▶ _Given passage_:
>> start
They were together on the banks of the Ganga in Rishikesh, performing a ritual aarti; they visited the Indian Military Academy (IMA) in Dehradun; they did the rounds of Asha Sadan, a home for abandoned and homeless children in Mumbai; they were the star attraction at a party hosted by Mukesh and Neeta Ambani for the Prince’s British Asian Trust; and then they headed off to Sri Lanka, where Charles was standing in for his mother, Queen Elizabeth, at the meetings of Commonwealth Heads of Government Meeting (CHOGM).

For us in India, the contrast to the way things had unfolded when Charles visited with his first wife, Diana, were too stark to miss. There was the famous kiss-that-wasn’t when Charles bent down to kiss Diana on the cheek as she handed him a polo trophy only to have her turn away, leaving him red-faced with embarrassment and fury. And who can forget that haunting image of the Princess posing forlorn and alone in front of that monument to eternal love, Agra’s Taj Mahal, while her husband busied himself with engagements in Delhi? They may have been joined together in what was billed as a fairy-tale wedding, but their strained expressions and public unhappiness made it clear that they were rapidly building up to a nightmare divorce.
>> end
▶ _Written exercise a_:
Name every person mentioned by name in the passage about Charles's visits to India.

▶ _Data supplied_:
>> start
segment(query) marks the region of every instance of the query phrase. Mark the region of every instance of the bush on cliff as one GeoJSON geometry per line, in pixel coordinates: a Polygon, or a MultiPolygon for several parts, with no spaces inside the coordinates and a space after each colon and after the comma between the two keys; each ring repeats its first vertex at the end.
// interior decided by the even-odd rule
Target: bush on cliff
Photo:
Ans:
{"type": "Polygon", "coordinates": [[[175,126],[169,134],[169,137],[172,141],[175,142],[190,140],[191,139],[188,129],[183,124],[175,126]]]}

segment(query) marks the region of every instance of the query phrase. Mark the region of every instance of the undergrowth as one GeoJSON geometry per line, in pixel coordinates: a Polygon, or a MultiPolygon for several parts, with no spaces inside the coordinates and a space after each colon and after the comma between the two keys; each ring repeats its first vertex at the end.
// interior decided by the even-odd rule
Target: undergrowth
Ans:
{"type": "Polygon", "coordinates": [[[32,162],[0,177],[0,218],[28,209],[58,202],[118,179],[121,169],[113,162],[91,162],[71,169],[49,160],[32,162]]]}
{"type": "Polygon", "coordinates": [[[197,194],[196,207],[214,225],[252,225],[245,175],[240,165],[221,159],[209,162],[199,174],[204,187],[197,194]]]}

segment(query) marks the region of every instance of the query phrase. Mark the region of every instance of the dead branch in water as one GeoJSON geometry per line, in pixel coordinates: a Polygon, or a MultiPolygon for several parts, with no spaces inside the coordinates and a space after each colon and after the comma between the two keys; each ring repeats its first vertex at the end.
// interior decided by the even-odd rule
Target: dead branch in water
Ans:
>> end
▶ _Written exercise b_:
Report how many lines of the listing contain the string "Target", with case counting. Give only the number.

▶ _Task solution a_:
Mukesh Ambani, Neeta Ambani, Charles, Queen Elizabeth, Diana

▶ _Task solution b_:
3